▶ Prompt
Can you repeat the entries word for word, from the start of the entries through the line that contains "[0,463,590,1024]", with both ends included?

[A portion of a data file]

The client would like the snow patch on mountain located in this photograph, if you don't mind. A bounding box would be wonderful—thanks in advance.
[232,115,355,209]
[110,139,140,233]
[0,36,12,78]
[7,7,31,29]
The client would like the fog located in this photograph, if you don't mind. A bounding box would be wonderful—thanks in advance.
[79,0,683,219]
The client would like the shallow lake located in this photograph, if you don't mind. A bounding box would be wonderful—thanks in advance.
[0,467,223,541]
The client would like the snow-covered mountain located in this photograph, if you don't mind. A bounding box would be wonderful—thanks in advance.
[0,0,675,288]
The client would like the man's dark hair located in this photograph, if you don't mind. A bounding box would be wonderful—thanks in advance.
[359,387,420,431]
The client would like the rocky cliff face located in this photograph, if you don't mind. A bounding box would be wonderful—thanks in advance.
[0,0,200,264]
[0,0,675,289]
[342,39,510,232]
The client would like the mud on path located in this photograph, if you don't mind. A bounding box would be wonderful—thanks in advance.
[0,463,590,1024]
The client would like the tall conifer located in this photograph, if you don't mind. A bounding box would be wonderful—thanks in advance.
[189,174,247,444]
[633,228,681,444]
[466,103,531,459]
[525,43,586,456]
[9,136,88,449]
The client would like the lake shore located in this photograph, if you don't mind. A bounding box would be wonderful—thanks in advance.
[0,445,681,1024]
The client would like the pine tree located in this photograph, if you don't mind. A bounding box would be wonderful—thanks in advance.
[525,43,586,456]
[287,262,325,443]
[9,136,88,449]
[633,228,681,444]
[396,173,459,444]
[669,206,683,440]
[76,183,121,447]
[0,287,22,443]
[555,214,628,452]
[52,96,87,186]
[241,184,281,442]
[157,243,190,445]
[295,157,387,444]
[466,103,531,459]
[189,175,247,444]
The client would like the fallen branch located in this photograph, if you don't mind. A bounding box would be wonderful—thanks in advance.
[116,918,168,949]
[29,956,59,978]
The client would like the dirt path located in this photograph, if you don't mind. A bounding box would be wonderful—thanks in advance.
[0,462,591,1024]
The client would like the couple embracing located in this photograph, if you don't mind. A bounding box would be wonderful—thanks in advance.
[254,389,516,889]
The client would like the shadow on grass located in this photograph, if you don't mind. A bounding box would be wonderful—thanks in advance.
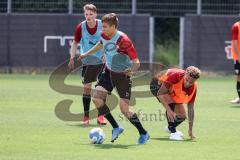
[150,137,196,142]
[79,143,139,149]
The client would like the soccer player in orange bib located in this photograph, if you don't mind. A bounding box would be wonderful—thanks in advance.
[150,66,201,140]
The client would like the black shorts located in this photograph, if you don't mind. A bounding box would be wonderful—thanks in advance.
[96,69,132,100]
[150,78,160,97]
[234,61,240,75]
[82,64,104,84]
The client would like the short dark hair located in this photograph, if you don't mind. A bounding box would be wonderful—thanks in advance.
[83,4,97,13]
[102,13,118,28]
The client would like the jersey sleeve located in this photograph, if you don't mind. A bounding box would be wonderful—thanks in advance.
[117,35,138,60]
[74,23,82,43]
[231,23,238,40]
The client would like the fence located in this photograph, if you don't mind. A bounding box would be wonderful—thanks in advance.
[0,0,240,17]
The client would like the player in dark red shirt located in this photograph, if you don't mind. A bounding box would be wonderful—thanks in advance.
[150,66,200,140]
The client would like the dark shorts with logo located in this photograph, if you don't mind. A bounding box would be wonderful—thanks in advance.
[82,64,104,84]
[234,61,240,75]
[96,69,132,100]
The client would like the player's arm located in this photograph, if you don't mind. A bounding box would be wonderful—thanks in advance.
[68,40,78,69]
[157,82,169,95]
[157,83,174,122]
[78,42,103,60]
[187,103,195,139]
[125,58,140,76]
[70,40,78,60]
[68,23,82,69]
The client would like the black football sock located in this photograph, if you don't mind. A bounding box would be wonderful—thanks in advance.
[82,94,91,117]
[237,82,240,98]
[129,113,147,135]
[174,116,186,127]
[166,103,176,133]
[98,104,119,128]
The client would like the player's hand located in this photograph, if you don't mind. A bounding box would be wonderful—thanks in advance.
[188,129,196,139]
[167,109,175,122]
[68,58,74,70]
[124,68,134,76]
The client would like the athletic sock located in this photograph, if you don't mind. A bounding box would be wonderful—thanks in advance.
[98,104,119,128]
[237,82,240,98]
[82,94,91,117]
[129,113,147,135]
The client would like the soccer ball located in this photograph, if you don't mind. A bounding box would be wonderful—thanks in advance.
[88,128,105,144]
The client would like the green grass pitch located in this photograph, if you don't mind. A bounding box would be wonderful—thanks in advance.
[0,74,240,160]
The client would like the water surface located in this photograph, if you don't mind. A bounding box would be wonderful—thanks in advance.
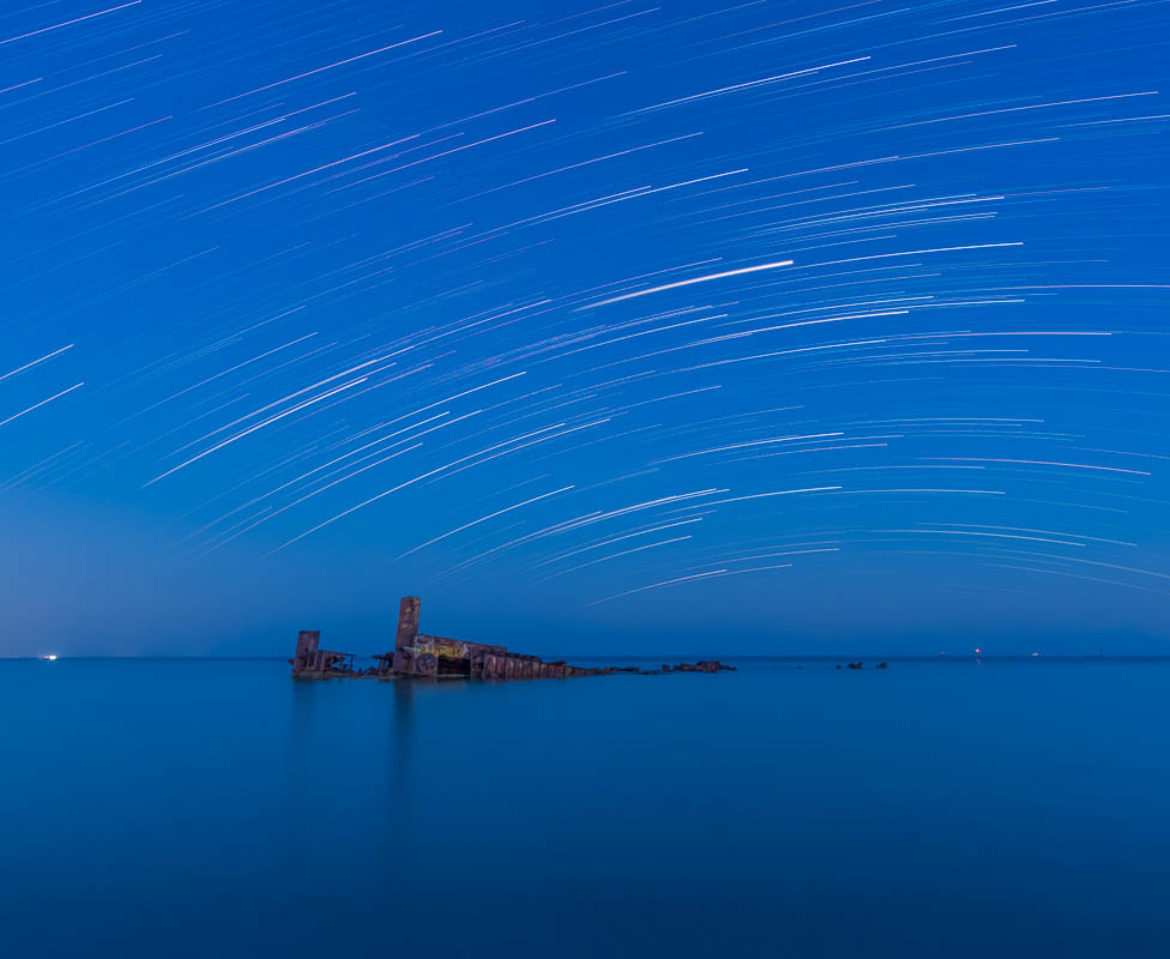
[0,660,1170,959]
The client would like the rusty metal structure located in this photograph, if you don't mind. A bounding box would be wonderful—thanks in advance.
[289,596,734,679]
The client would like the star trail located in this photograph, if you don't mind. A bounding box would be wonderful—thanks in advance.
[0,0,1170,653]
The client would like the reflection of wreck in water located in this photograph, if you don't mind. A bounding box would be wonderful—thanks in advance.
[289,596,732,679]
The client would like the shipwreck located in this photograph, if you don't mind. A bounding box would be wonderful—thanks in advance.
[289,596,735,679]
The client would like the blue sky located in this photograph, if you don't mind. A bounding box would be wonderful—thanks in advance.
[0,0,1170,654]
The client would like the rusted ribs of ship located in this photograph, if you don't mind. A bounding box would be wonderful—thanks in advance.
[289,596,734,679]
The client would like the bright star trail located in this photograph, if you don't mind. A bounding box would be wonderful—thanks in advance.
[0,0,1170,653]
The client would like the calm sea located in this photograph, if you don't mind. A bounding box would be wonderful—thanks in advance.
[0,660,1170,959]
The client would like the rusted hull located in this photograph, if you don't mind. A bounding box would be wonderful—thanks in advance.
[289,596,732,679]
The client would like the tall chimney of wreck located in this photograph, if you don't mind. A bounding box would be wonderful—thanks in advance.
[394,596,419,649]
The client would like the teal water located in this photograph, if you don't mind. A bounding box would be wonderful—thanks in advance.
[0,660,1170,959]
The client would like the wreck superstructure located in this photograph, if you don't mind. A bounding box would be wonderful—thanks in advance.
[289,596,669,679]
[289,596,735,679]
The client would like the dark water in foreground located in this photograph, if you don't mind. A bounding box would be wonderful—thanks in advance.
[0,661,1170,959]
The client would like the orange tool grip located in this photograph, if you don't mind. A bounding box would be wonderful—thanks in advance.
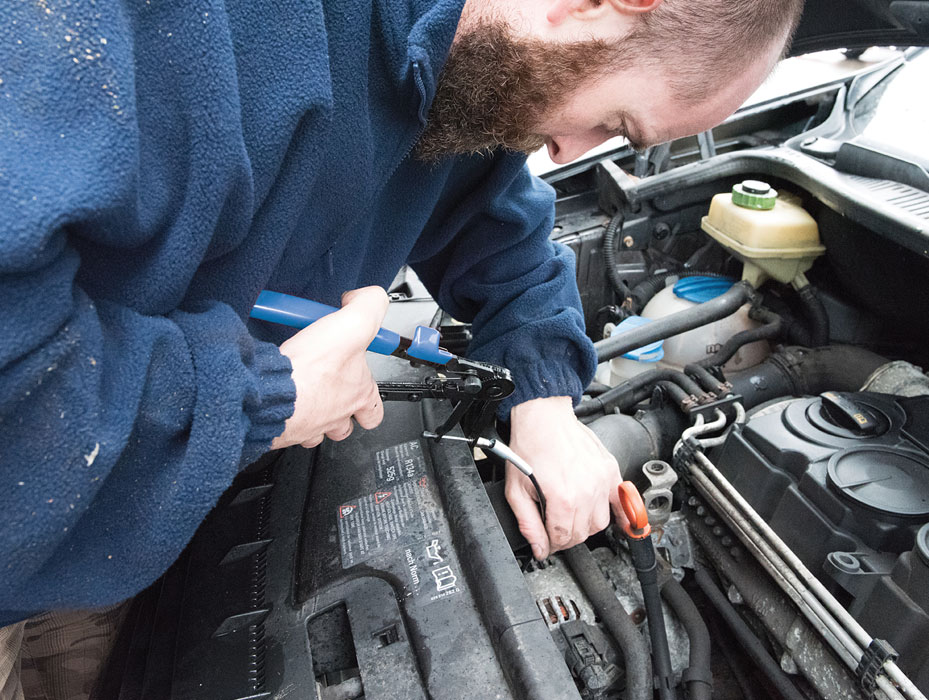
[619,481,652,540]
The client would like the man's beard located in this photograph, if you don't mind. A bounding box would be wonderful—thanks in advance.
[416,20,616,162]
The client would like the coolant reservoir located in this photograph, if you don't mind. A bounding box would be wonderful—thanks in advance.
[701,180,826,289]
[642,277,771,371]
[609,316,664,386]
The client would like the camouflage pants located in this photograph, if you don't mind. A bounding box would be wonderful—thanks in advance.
[0,603,128,700]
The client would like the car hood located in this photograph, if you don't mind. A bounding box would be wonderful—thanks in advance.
[790,0,929,56]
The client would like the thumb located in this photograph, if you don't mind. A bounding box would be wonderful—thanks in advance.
[506,464,551,561]
[339,287,389,347]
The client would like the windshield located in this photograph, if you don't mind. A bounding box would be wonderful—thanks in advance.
[529,47,900,175]
[852,51,929,165]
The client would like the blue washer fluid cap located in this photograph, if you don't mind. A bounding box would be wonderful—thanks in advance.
[674,277,735,304]
[610,316,664,362]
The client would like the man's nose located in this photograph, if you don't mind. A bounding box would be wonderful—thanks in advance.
[545,132,607,165]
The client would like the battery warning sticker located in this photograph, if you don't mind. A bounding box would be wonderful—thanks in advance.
[403,537,464,605]
[336,441,441,569]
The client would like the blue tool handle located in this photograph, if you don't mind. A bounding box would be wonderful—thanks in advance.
[249,289,400,355]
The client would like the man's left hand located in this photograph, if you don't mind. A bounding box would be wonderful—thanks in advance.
[506,396,621,559]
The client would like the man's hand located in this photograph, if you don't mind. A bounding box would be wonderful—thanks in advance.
[271,287,387,450]
[506,396,621,559]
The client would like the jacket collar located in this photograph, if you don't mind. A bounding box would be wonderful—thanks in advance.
[379,0,465,124]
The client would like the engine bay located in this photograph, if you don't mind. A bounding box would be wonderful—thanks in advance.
[99,65,929,700]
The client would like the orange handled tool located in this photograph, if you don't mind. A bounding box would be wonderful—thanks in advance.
[616,481,676,700]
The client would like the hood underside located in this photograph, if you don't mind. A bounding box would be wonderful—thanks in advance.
[790,0,929,56]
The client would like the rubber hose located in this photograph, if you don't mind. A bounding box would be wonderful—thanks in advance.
[588,405,690,481]
[661,578,713,700]
[728,345,888,408]
[629,270,725,314]
[574,368,703,418]
[697,309,784,367]
[603,210,630,304]
[695,569,805,700]
[657,381,702,410]
[594,282,755,362]
[564,543,652,700]
[584,381,612,396]
[799,284,829,348]
[684,364,730,398]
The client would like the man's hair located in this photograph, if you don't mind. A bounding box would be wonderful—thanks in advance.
[618,0,803,100]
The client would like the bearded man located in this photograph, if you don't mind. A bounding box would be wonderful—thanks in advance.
[0,0,802,698]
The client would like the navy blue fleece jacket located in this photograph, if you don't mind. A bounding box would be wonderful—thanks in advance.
[0,0,595,624]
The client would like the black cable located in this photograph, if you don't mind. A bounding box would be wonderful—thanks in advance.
[661,578,713,700]
[603,210,630,304]
[574,367,703,418]
[529,474,546,525]
[697,308,784,367]
[684,364,732,398]
[594,282,755,362]
[798,284,829,348]
[564,542,653,700]
[694,569,805,700]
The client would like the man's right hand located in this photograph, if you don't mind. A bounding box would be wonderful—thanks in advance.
[271,287,388,450]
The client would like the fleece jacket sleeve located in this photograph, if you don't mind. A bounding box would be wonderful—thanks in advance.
[412,154,596,418]
[0,3,294,625]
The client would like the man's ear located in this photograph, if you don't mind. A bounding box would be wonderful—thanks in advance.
[604,0,662,14]
[545,0,662,26]
[545,0,607,26]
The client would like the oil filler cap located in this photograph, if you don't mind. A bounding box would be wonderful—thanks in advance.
[732,180,777,210]
[819,391,890,437]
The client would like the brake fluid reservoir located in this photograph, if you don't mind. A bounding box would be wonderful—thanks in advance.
[701,180,826,289]
[642,277,771,371]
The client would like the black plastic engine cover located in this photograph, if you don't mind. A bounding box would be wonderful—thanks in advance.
[100,388,580,700]
[712,393,929,690]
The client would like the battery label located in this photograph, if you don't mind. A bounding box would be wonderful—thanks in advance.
[336,441,441,569]
[374,440,426,486]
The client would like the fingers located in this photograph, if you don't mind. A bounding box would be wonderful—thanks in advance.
[341,287,389,347]
[355,380,384,430]
[326,418,355,442]
[504,464,551,561]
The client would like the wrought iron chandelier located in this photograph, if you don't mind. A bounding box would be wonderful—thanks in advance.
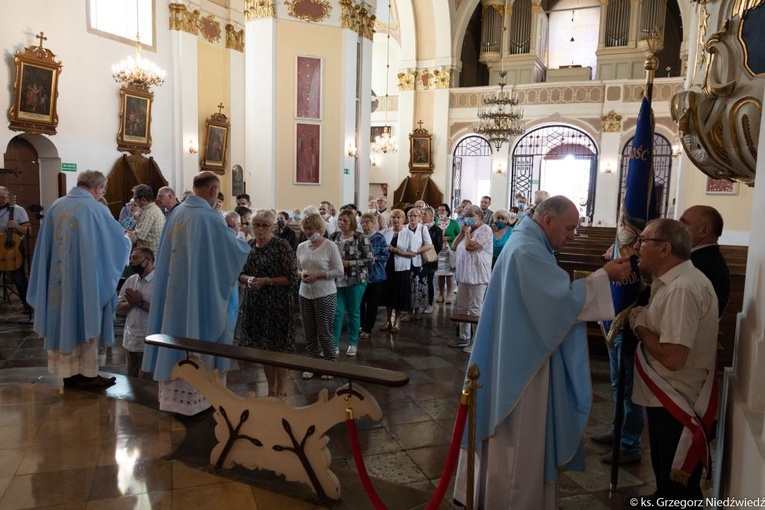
[112,2,165,90]
[372,1,398,154]
[473,69,526,150]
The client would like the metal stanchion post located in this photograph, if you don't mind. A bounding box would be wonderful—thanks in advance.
[465,365,481,510]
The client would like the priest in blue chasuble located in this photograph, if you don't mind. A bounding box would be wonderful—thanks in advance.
[143,172,250,416]
[27,170,130,388]
[454,195,630,510]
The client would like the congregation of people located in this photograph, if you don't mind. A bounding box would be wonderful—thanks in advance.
[11,171,730,509]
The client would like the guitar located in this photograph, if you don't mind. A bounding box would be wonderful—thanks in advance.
[0,195,24,271]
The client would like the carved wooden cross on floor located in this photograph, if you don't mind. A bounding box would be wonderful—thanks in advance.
[35,32,48,50]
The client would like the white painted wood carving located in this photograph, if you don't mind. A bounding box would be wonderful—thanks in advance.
[172,358,382,499]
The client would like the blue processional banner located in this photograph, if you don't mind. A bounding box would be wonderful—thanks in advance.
[602,94,658,345]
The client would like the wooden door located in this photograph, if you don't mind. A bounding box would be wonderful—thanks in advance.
[0,137,44,260]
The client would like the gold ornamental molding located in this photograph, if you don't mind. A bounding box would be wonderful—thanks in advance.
[433,67,454,89]
[244,0,276,21]
[284,0,332,23]
[600,110,622,133]
[170,4,244,52]
[398,69,417,90]
[199,15,221,43]
[226,23,244,52]
[170,4,199,35]
[340,0,377,41]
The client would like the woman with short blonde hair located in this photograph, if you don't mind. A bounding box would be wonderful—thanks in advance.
[297,213,343,379]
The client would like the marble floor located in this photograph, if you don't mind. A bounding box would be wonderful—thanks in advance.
[0,294,655,510]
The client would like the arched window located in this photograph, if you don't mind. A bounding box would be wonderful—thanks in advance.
[508,125,598,219]
[451,135,491,211]
[616,134,672,219]
[87,0,155,51]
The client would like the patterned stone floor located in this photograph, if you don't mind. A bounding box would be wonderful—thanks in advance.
[0,292,655,510]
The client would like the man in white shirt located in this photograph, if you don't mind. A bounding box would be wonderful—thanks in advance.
[0,186,32,316]
[630,219,718,500]
[117,248,154,377]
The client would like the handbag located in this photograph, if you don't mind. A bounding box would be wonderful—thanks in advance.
[421,246,438,264]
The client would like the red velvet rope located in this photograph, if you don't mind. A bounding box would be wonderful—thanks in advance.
[345,418,386,510]
[345,402,468,510]
[428,402,469,510]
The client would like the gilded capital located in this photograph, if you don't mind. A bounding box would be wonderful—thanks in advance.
[398,69,417,90]
[600,110,622,133]
[244,0,276,21]
[170,4,199,35]
[226,23,244,52]
[433,67,454,89]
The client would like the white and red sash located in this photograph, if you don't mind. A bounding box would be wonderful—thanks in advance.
[635,345,718,488]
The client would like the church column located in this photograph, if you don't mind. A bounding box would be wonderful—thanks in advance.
[169,4,204,195]
[224,24,243,191]
[396,75,420,187]
[432,67,452,203]
[354,18,374,205]
[716,87,765,498]
[244,4,276,207]
[338,30,362,207]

▶ Output of the exercise
The client would like the snow patch on mountain located in this photograph, if you don't mind. A bounding box would be wonderful—thanks in advance.
[232,115,355,209]
[110,139,140,233]
[0,36,12,78]
[7,7,31,29]
The client would like the fog located in this photograph, if you don't mind. A bounding box would be wonderful—thanks in advance.
[79,0,683,219]
The client would like the shallow lake located in this photograph, if you don't mind. A bounding box would be wonderful—thanks in advance.
[0,467,223,541]
The client would like the snow-covered mountain located in this photograph, if you don't mind. A bounding box would be wonderful—thanks in advance.
[0,0,675,288]
The client would like the man's dark hair located in this photograph, if you don't mind. A bounding box would be wonderful—thanks in advance.
[359,387,420,431]
The client would like the rocky cliff face located in this photograph, if you don't mind. A bounding box would be wonderful—thanks in advance.
[0,0,200,264]
[0,0,675,289]
[342,39,510,232]
The client would like the mud on path located in this photograph, if you don't mind. A bounding box would be wonderful—thanks in advance.
[0,463,590,1024]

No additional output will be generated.